- SUPPLIED RECORDS -
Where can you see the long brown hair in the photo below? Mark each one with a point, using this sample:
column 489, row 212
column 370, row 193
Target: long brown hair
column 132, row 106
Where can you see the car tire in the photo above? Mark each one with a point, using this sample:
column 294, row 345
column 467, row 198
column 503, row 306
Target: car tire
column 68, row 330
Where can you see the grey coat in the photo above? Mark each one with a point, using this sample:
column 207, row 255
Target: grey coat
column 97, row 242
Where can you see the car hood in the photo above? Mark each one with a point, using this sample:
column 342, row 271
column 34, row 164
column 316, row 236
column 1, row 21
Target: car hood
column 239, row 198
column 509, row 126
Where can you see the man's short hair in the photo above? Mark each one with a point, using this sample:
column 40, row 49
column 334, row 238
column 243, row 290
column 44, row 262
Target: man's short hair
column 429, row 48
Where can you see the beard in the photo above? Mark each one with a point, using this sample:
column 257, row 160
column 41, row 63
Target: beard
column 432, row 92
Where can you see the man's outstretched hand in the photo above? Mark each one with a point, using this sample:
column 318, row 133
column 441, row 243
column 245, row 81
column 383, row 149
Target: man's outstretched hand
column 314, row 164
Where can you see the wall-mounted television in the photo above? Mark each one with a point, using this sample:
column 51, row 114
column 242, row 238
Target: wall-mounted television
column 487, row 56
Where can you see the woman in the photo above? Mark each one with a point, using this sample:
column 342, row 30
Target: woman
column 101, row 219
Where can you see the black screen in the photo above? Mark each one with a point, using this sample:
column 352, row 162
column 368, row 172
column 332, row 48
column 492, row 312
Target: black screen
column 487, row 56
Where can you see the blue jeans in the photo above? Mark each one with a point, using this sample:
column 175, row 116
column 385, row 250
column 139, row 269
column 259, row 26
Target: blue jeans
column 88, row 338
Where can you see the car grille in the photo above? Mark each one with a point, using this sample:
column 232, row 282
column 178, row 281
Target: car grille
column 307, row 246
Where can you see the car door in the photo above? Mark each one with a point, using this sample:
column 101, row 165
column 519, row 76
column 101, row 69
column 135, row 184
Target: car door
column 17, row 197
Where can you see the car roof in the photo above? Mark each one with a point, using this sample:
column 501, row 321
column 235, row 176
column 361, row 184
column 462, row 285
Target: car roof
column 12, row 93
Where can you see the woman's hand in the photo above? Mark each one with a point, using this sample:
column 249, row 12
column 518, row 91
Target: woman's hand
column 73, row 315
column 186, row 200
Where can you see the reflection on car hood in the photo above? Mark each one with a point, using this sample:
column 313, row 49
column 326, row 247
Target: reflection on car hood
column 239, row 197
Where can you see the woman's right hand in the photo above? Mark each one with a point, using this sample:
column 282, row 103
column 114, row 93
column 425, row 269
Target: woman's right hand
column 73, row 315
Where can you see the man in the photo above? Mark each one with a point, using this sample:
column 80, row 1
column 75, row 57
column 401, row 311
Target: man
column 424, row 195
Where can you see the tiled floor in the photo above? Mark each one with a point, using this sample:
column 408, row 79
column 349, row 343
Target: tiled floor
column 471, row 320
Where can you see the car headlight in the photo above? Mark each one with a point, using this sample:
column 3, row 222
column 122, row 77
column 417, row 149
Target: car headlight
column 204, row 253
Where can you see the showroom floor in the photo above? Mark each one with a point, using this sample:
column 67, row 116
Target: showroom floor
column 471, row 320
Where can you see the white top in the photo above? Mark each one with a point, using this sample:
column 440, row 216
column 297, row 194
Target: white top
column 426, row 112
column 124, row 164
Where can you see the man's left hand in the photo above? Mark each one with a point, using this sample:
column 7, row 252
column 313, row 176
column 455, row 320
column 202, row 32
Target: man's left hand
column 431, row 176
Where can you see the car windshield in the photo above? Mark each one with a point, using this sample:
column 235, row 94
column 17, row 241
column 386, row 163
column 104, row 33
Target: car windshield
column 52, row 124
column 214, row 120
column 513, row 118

- EXERCISE OBJECTIVE -
Please repeat the data above verbatim, all of it.

- SOLUTION TO THIS PROBLEM -
Where can you see the long brown hair in the photo below? Mark each one with a point, using this sample:
column 489, row 212
column 370, row 193
Target: long brown hair
column 132, row 106
Where can you see the car tire in the photo above? Mark each one with a point, using this sample:
column 294, row 345
column 467, row 198
column 503, row 306
Target: car tire
column 68, row 330
Where can you see the grey coat in the photo above? Mark each one with a point, using this sample:
column 207, row 255
Target: grey coat
column 97, row 242
Where can you see the car hood in the photo above? Mark each one with a point, using this sample:
column 342, row 271
column 34, row 164
column 316, row 236
column 1, row 21
Target: car hood
column 239, row 198
column 509, row 126
Where can you see the man's short hair in the photo above? Mark each one with a point, using this sample:
column 40, row 49
column 334, row 238
column 243, row 290
column 44, row 262
Target: man's short hair
column 429, row 48
Where can you see the beard in the photo above? Mark each one with a point, using this sample:
column 257, row 160
column 41, row 63
Target: beard
column 432, row 92
Where can you see the man's outstretched hand in the photo above? Mark each one with a point, using this sample:
column 318, row 133
column 441, row 243
column 245, row 81
column 383, row 149
Target: man's outstretched hand
column 314, row 164
Where can you see the wall-mounted television in the photo above? Mark each one with a point, using this sample:
column 51, row 114
column 242, row 238
Target: wall-mounted television
column 487, row 56
Where can you see the woman in the photo above? Mark each one with a point, using this sample:
column 342, row 30
Target: woman
column 101, row 219
Where can you see the black screen in the photo above? Mark each one with a point, using this sample:
column 352, row 162
column 368, row 172
column 332, row 48
column 492, row 312
Target: black screen
column 487, row 56
Where can you see the blue jeans in the photo above? Mark each one with a point, using this sample:
column 175, row 116
column 385, row 250
column 139, row 269
column 259, row 26
Target: blue jeans
column 88, row 338
Where can you see the car grille in the photo above? Mark each one with a point, using this sample:
column 232, row 282
column 178, row 281
Target: car grille
column 307, row 246
Where can you see the car door in the photo above? Mark each one with a point, using this sample:
column 101, row 165
column 519, row 76
column 101, row 69
column 135, row 184
Target: car door
column 17, row 197
Where can you see the car roof in the photo above? Mark each one with a point, using this sample:
column 501, row 321
column 235, row 176
column 361, row 184
column 462, row 285
Target: car roof
column 12, row 93
Where can you see the woman's hand in the photo above? Mark each one with a point, using this sample:
column 249, row 12
column 518, row 91
Target: woman's hand
column 73, row 315
column 186, row 200
Where can you see the reflection on car hood in the photo above? Mark each one with a point, using this sample:
column 313, row 49
column 326, row 247
Target: reflection on car hood
column 239, row 197
Where can you see the woman's right hand in the photo above? Mark each one with a point, using this sample:
column 282, row 103
column 114, row 93
column 425, row 269
Target: woman's right hand
column 73, row 315
Where can you see the man in the photo above? Mark each one with a point, using this sample:
column 80, row 1
column 75, row 57
column 401, row 311
Target: man
column 424, row 195
Where can you see the tiled floor in the photo above? Mark each one with a point, using this sample:
column 408, row 79
column 349, row 343
Target: tiled floor
column 471, row 320
Where can you see the car headlight in the photo above? Mark each one with a point, using this sample:
column 3, row 222
column 122, row 77
column 417, row 149
Target: car headlight
column 204, row 253
Where can you see the showroom floor in the photo above? Mark each one with a point, using this sample:
column 67, row 116
Target: showroom floor
column 471, row 320
Where can you see the white top in the photo above? Mark each one with a point, using this sample:
column 440, row 216
column 297, row 194
Target: white top
column 426, row 112
column 124, row 164
Where can you see the man's left hand in the photo above? Mark each one with a point, using this sample:
column 7, row 252
column 313, row 176
column 455, row 320
column 202, row 32
Target: man's left hand
column 431, row 176
Where can you see the car windshield in the photo above? Mark each one with a point, using this sample:
column 235, row 94
column 17, row 241
column 386, row 163
column 104, row 33
Target: car windshield
column 52, row 124
column 214, row 120
column 513, row 118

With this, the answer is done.